**JOB**
Give every line of the data below as a JSON list of strings, one string per line, and leave out blank lines.

(Stored records)
⁂

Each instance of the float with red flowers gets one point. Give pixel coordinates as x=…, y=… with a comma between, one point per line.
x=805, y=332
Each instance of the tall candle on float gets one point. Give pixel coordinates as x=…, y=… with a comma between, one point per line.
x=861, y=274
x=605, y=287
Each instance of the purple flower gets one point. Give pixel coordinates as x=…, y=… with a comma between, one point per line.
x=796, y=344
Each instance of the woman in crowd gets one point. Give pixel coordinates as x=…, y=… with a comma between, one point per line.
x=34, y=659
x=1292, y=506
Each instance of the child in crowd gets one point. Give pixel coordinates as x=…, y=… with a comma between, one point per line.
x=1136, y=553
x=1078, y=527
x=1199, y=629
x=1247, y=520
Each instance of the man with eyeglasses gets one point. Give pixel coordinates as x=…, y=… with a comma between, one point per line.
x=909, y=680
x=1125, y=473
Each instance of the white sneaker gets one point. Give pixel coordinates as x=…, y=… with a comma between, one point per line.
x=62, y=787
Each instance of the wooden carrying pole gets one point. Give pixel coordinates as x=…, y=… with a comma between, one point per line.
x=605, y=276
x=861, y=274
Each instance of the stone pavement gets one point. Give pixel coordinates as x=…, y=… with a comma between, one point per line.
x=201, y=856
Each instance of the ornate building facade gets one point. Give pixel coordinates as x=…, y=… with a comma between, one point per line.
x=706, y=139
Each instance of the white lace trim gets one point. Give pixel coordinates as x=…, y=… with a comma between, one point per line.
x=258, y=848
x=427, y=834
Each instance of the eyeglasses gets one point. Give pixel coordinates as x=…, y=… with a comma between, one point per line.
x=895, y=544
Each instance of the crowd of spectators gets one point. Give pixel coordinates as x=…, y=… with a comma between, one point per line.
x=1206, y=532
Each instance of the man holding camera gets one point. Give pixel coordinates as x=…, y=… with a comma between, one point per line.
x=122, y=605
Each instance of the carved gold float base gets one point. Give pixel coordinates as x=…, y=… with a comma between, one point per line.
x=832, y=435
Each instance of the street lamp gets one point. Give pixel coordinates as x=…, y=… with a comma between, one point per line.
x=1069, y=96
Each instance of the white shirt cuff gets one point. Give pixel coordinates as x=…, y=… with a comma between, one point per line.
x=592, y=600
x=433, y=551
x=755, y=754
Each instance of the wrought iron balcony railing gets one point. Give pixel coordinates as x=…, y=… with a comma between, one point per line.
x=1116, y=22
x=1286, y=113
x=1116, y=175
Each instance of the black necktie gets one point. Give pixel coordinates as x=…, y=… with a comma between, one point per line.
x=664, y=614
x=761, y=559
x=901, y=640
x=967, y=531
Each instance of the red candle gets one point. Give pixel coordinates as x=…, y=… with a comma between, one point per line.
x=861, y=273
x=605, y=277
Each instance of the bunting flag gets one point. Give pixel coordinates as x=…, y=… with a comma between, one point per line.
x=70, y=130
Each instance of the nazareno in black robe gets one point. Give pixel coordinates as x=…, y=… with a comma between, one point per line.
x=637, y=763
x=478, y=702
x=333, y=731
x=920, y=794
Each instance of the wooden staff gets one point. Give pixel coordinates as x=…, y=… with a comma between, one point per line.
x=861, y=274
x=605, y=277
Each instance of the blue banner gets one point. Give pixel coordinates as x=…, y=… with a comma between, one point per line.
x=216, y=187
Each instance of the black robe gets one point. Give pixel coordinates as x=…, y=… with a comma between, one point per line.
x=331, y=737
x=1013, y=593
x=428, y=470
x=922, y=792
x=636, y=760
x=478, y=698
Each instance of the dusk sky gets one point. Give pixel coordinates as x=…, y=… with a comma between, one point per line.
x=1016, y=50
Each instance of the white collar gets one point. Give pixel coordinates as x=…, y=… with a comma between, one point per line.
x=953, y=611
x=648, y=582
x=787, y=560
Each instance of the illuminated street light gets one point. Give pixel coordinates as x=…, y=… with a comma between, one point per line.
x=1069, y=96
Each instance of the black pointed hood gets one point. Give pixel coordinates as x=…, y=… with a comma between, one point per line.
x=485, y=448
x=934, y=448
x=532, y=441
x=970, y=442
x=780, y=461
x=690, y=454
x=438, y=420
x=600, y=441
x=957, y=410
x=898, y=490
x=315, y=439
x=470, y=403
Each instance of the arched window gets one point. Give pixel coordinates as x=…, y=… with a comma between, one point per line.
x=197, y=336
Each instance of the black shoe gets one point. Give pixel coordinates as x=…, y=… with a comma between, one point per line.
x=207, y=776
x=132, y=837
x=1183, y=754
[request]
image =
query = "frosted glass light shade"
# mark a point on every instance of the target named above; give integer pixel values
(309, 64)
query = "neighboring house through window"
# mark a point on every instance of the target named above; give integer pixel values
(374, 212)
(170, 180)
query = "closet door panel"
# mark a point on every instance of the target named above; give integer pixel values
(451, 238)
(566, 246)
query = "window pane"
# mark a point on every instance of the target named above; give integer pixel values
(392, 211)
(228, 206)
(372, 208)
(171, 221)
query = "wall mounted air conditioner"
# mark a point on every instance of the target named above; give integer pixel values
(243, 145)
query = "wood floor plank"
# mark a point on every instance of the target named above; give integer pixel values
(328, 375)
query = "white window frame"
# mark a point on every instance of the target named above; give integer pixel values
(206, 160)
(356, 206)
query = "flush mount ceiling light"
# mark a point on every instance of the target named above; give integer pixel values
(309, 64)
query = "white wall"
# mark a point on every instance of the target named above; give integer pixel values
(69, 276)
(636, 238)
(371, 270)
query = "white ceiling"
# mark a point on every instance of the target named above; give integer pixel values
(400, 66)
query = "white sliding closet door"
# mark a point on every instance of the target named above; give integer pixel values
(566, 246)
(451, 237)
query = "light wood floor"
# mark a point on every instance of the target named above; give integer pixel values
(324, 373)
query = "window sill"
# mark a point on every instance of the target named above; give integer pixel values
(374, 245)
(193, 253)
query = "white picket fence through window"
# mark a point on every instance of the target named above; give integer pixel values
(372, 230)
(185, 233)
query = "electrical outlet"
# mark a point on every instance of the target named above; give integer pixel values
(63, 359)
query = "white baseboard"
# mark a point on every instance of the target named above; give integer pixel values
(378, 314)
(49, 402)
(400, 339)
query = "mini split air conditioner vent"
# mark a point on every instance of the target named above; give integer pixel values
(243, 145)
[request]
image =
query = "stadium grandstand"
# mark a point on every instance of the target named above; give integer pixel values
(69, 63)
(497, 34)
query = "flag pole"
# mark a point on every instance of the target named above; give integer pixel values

⁂

**RESPONSE**
[
  "Each instance of the float with red flowers gets one point. Give pixel coordinates as x=…, y=… with a comma between, one point per line.",
  "x=805, y=332",
  "Each instance of the tall candle on float gets one point. Give pixel coordinates as x=…, y=… with a comma between, one point per line.",
  "x=861, y=274",
  "x=605, y=287",
  "Each instance of the purple flower gets one point. Give pixel coordinates as x=…, y=… with a comma between, one point per line.",
  "x=796, y=344",
  "Each instance of the woman in crowd gets one point. Give pixel coordinates as x=…, y=… with a comma between, one point per line.",
  "x=34, y=659",
  "x=1292, y=506",
  "Each instance of the child in crowd gets one point. Give pixel coordinates as x=…, y=… with a comma between, one point per line.",
  "x=1136, y=553",
  "x=1078, y=527",
  "x=1199, y=629",
  "x=1247, y=520",
  "Each instance of the man with eyeglasses gets one point. Give pixel coordinates as x=…, y=… with a comma between, one point per line.",
  "x=909, y=680",
  "x=1125, y=473",
  "Each instance of the white sneaker gets one point. Give pixel coordinates as x=…, y=… with a comma between, one point per line.",
  "x=62, y=787",
  "Each instance of the wooden carrying pole gets one point. Give pixel coordinates as x=…, y=… with a comma between, one point per line.",
  "x=605, y=276",
  "x=861, y=274",
  "Each instance of the stone pavement gets one point. Give pixel coordinates as x=…, y=… with a comma between, one point per line.",
  "x=201, y=856",
  "Each instance of the ornate building facade gets one point. Give pixel coordinates as x=…, y=… with a comma between, one point per line.",
  "x=706, y=139",
  "Each instance of the white lace trim gets one point. Give pixel coordinates as x=…, y=… with a comma between, one point per line.",
  "x=258, y=848",
  "x=427, y=834",
  "Each instance of the eyeglasses gets one point. Give pixel coordinates as x=…, y=… with a comma between, one point per line.",
  "x=895, y=544",
  "Each instance of the crowd of spectators gets one point. Give pixel coordinates as x=…, y=… with a comma between, one point per line.",
  "x=1206, y=532",
  "Each instance of the man holding camera gets one point. Give pixel coordinates as x=…, y=… with a comma between, one point per line.",
  "x=122, y=605",
  "Each instance of the carved gold float base gets one point. Give pixel coordinates as x=…, y=… with a comma between, one point per line.",
  "x=832, y=435",
  "Each instance of the street lamp gets one point. Give pixel coordinates as x=…, y=… with a comma between, one point per line.",
  "x=1069, y=96",
  "Each instance of the white shirt cuff gets one point. Give pixel coordinates as x=…, y=… with a comma between, one point per line.",
  "x=592, y=600",
  "x=433, y=551",
  "x=755, y=754",
  "Each instance of the wrought iron balcony railing gets one point. Give pixel coordinates as x=…, y=… with a comma between, one point per line.",
  "x=1116, y=22",
  "x=1286, y=113",
  "x=1116, y=175",
  "Each instance of the black necktie gets one point. Give pixel coordinates as x=…, y=… with a comma between, one point per line.",
  "x=664, y=614",
  "x=761, y=559",
  "x=901, y=640",
  "x=967, y=531",
  "Each instance of the red candle gets one point. Give pixel coordinates as x=…, y=… with a comma between, one point per line.",
  "x=861, y=273",
  "x=605, y=277",
  "Each instance of the bunting flag gets one point. Give pixel coordinates as x=…, y=… with a comma between, one point per line.",
  "x=70, y=130",
  "Each instance of the nazareno in black robe gets one point. Give pixel coordinates as x=…, y=… with a comma between, one point per line.",
  "x=637, y=763",
  "x=478, y=702",
  "x=333, y=731",
  "x=920, y=794",
  "Each instance of the wooden staff gets one point. Give pixel coordinates as x=…, y=… with a comma between, one point per line.",
  "x=861, y=274",
  "x=605, y=277",
  "Each instance of the blue banner gets one point. Give pixel coordinates as x=…, y=… with a comma between, one point per line.",
  "x=216, y=187",
  "Each instance of the black robe gets one point. Give pixel coordinates as x=…, y=… with a comma between, one point per line.",
  "x=331, y=737",
  "x=1013, y=593",
  "x=428, y=470",
  "x=922, y=792",
  "x=636, y=760",
  "x=478, y=698",
  "Each instance of the dusk sky gets one point. Give pixel coordinates as x=…, y=… with a comma between, one point per line.",
  "x=1016, y=50",
  "Each instance of the white collar gets one point. Give pixel coordinates as x=…, y=… with a comma between, one point per line.",
  "x=953, y=611",
  "x=648, y=582",
  "x=787, y=560",
  "Each instance of the illuminated street light gets one point. Give pixel coordinates as x=…, y=… with a comma between, one point per line.",
  "x=1069, y=96",
  "Each instance of the black pointed hood gets one point. Give pixel coordinates as x=…, y=… with a comma between, one point per line.",
  "x=485, y=448",
  "x=934, y=448",
  "x=532, y=441",
  "x=970, y=442",
  "x=780, y=461",
  "x=690, y=454",
  "x=438, y=420",
  "x=600, y=441",
  "x=957, y=410",
  "x=898, y=490",
  "x=315, y=439",
  "x=470, y=403",
  "Each instance of the arched window gets one point. Give pixel coordinates as x=…, y=… with a comma between, one point per line.",
  "x=197, y=336",
  "Each instance of the black shoe gets one point. Give pixel coordinates as x=…, y=… with a comma between, one point per line.",
  "x=207, y=776",
  "x=132, y=837",
  "x=1183, y=754",
  "[request]",
  "image =",
  "query = \"frosted glass light shade\"",
  "# mark a point on every instance of the target named above; give integer pixel values",
  "(309, 64)",
  "query = \"neighboring house through window\"",
  "# mark a point on every instance of the target named above; give integer pixel values",
  "(374, 212)",
  "(170, 180)",
  "query = \"closet door panel\"",
  "# mark a point on every instance of the target named above; give integer pixel values",
  "(451, 238)",
  "(566, 246)",
  "query = \"window pane\"",
  "# mark a point on every instance of the target named above; give integer pixel values",
  "(392, 211)",
  "(228, 206)",
  "(372, 208)",
  "(171, 221)",
  "query = \"wall mounted air conditioner\"",
  "# mark a point on every instance of the target named above; give integer pixel values",
  "(243, 145)",
  "query = \"wood floor plank\"",
  "# mark a point on every instance of the target named above; give integer pixel values",
  "(328, 375)",
  "query = \"white window frame\"",
  "# mark a point on every instance of the target named above; give integer pixel values",
  "(206, 160)",
  "(356, 206)",
  "query = \"flush mount ceiling light\"",
  "# mark a point on every instance of the target named above; give integer pixel values",
  "(309, 64)",
  "query = \"white wall\"",
  "# mark a point on every instance of the target named above; give integer pixel values",
  "(69, 276)",
  "(636, 238)",
  "(371, 270)",
  "query = \"white ceiling\"",
  "# mark a point on every instance of the target named above; give integer pixel values",
  "(400, 66)",
  "query = \"white sliding closet door\"",
  "# mark a point on every instance of the target named above; give integer pixel values",
  "(566, 246)",
  "(451, 237)",
  "query = \"light wood floor\"",
  "# mark a point on every instance of the target named above; give integer pixel values",
  "(324, 373)",
  "query = \"window sill\"",
  "# mark a point on every instance of the target named above; give integer pixel values",
  "(374, 245)",
  "(193, 253)",
  "query = \"white picket fence through window\"",
  "# mark a point on every instance of the target named above; give integer pixel values",
  "(372, 230)",
  "(185, 233)",
  "query = \"electrical outlet\"",
  "# mark a point on every instance of the target named above; give integer pixel values",
  "(63, 359)",
  "query = \"white baseboard\"",
  "# mark a point on every instance of the target named above; give integer pixel values",
  "(378, 314)",
  "(49, 402)",
  "(400, 339)",
  "query = \"mini split air conditioner vent\"",
  "# mark a point on every instance of the target named above; give integer pixel values",
  "(243, 145)",
  "[request]",
  "image =",
  "query = \"stadium grandstand\"",
  "# mark a point on every instance of the target named above; give integer pixel values",
  "(69, 63)",
  "(497, 34)",
  "query = \"flag pole\"",
  "# mark a point on every instance of the target named above; give integer pixel values"
]